- **TASK STATEMENT**: Copy out everything from the line containing "Annotation guideline: for every instance of the marsh" down to the line containing "<point>208,468</point>", substituting "cattails" for "marsh grass" and leaving everything else unchanged.
Start of DATA SHOWN
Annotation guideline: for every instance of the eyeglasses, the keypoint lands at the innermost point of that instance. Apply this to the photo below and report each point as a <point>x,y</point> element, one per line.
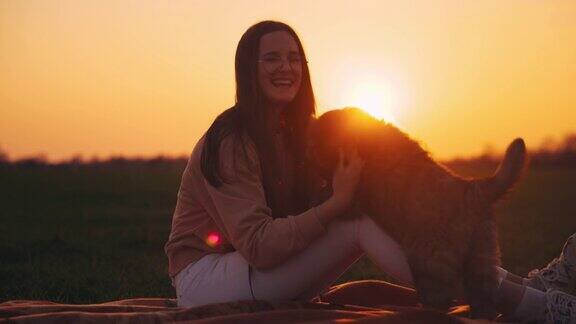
End of DATA SHOWN
Start of DATA SHOWN
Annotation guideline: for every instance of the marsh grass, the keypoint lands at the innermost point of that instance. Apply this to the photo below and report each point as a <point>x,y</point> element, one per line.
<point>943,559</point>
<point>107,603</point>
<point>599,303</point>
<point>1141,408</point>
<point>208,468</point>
End of DATA SHOWN
Start of DATA SHOWN
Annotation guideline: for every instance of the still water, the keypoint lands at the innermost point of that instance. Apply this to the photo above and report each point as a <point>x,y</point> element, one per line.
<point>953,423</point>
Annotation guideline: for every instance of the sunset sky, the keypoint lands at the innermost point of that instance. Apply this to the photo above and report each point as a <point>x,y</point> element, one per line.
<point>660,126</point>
End of DATA SHOWN
- **ANSWER TO THE TASK**:
Annotation guideline: for every instance of the cattails, the keypoint lands at the innermost point of that instance. Apply this to the photo below and report each point as a <point>x,y</point> element, one per line.
<point>943,559</point>
<point>107,603</point>
<point>599,303</point>
<point>1141,408</point>
<point>208,468</point>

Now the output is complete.